─── Source data ───
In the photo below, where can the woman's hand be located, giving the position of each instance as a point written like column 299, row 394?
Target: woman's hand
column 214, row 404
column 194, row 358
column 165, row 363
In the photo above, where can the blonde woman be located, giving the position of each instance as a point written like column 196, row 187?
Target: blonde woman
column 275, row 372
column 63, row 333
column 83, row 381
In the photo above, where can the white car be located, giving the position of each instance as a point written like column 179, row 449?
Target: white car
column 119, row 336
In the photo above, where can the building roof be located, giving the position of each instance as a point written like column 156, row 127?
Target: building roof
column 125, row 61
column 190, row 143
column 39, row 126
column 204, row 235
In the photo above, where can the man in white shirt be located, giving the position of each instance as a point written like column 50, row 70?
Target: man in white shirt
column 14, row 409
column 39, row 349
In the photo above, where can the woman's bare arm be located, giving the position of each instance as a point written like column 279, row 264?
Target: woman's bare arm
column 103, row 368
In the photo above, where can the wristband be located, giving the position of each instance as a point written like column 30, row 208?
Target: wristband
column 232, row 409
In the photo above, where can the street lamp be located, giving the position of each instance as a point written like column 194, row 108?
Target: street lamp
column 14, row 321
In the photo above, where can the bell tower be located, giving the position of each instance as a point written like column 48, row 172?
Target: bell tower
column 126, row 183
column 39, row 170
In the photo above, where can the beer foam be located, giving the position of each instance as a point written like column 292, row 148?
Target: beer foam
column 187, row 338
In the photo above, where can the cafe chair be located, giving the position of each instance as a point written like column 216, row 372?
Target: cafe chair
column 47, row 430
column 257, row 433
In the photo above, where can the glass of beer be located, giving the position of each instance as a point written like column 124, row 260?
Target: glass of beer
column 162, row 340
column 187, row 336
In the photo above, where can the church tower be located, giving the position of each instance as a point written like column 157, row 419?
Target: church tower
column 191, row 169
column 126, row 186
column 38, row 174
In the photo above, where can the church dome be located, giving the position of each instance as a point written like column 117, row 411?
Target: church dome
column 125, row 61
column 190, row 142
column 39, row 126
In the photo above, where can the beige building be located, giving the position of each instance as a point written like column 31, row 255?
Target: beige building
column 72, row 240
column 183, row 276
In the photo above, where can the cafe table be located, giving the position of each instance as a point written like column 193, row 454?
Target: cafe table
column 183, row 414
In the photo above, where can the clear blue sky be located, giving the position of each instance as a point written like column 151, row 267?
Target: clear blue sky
───
◆ What you will do:
Copy every line of the data above without changing anything.

◆ The response:
In the photo below, where can the woman's hand be located, giving the position of each instance as a point written like column 299, row 394?
Target: woman's hand
column 214, row 404
column 194, row 358
column 165, row 363
In the photo above, where can the blonde woman be located, giving the position of each instance as a point written like column 196, row 187?
Target: blonde woman
column 275, row 372
column 63, row 333
column 83, row 381
In the photo above, where can the white car be located, giving the position of each instance as a point written like column 179, row 449?
Target: white car
column 119, row 336
In the photo above, where can the building roof be located, giving the position of each instance as a point written like column 156, row 127?
Target: building roof
column 125, row 61
column 190, row 143
column 39, row 126
column 204, row 235
In the photo above, where can the man in white shirt be located, giving the position of each instance as a point written like column 50, row 70?
Target: man in white shirt
column 14, row 409
column 39, row 349
In the photo above, where can the woman's bare arm be located, giving the position of each instance as a point written like column 279, row 264?
Target: woman's bare arm
column 103, row 368
In the photo above, where can the wristband be located, giving the position of each instance as a point written like column 30, row 208?
Target: wristband
column 232, row 409
In the photo above, where can the street lamp be located, giving the position of each instance as a point written like column 194, row 108?
Target: street lamp
column 14, row 321
In the photo above, where can the bell tower be located, giving the position of each instance as a point written like column 48, row 172?
Target: bell tower
column 126, row 183
column 39, row 170
In the photo above, where can the beer foam be located, giving the position of each instance as a point written like column 292, row 148?
Target: beer foam
column 187, row 338
In the photo above, where can the cafe chair be located, giving the position of each instance as a point written like column 216, row 372?
Target: cafe chair
column 47, row 430
column 257, row 433
In the photo above, where can the glass of beer be located, giving the position of each instance as a point written like column 124, row 260?
Target: glass of beer
column 162, row 340
column 187, row 336
In the photo above, where can the church tower be located, giving the position of each instance as a point written like column 157, row 419?
Target: church tower
column 191, row 169
column 126, row 186
column 38, row 174
In the photo above, where can the church dome be located, giving the position of each instance as a point written like column 117, row 411?
Target: church dome
column 125, row 61
column 190, row 142
column 39, row 126
In the photo above, where can the beige building be located, giving the position of each instance as a point written like column 31, row 255?
Target: beige building
column 72, row 240
column 183, row 276
In the photo above, where can the cafe table be located, giving the position of each instance as a point written like column 193, row 454?
Target: cafe table
column 183, row 414
In the photo above, where can the clear blue sky be located, giving the position of each instance as a point written like column 151, row 267?
Target: clear blue sky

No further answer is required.